Where the records below reach the line containing "the glass door", start transcribing, and end with the line containing "of the cloud", exactly and with nothing else added.

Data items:
□ □ □

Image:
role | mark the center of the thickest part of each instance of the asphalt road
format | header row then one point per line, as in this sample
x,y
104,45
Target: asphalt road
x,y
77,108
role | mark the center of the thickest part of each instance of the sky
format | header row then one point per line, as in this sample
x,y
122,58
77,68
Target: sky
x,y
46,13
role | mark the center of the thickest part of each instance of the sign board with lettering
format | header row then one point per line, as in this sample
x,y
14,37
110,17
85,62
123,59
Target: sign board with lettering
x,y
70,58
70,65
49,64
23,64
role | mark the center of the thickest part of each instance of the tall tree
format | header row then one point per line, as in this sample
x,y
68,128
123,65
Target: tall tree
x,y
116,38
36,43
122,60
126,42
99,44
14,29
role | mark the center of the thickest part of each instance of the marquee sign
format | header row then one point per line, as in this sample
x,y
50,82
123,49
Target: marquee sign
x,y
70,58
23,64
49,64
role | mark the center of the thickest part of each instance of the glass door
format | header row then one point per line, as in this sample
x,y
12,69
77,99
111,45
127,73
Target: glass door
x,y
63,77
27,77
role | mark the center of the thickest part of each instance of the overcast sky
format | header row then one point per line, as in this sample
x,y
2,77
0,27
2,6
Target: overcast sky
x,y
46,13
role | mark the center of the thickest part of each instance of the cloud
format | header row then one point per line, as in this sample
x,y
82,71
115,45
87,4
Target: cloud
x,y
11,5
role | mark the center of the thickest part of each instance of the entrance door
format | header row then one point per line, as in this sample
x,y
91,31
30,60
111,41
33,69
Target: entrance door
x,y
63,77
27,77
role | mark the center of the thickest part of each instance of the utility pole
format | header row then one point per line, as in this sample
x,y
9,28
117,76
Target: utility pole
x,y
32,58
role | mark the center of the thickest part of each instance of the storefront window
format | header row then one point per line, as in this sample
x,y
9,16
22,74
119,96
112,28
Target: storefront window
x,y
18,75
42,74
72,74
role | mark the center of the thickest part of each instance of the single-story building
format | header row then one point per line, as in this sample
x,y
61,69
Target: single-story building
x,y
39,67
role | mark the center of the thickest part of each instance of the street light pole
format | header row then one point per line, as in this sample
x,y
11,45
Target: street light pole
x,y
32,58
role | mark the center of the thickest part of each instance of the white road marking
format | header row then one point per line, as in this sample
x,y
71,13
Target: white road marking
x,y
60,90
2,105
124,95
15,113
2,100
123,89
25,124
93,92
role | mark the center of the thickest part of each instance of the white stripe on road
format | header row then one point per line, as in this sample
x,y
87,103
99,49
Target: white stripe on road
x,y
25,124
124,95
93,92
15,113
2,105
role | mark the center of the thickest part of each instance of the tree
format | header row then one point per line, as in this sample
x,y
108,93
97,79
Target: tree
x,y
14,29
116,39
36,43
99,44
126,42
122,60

□ □ □

# [SOLUTION FOR THIS EXERCISE]
role | mark the center of the thickest part of each instance of the glass door
format | header row then one point per line, as in this sample
x,y
12,69
77,99
111,45
127,73
Target: glass door
x,y
63,77
27,77
role | mark the center of the thickest part of each instance of the overcast sky
format | header row then one point per line, as in this sample
x,y
2,77
0,27
2,6
Target: overcast sky
x,y
46,13
role | mark the center of the thickest part of each instance of the cloud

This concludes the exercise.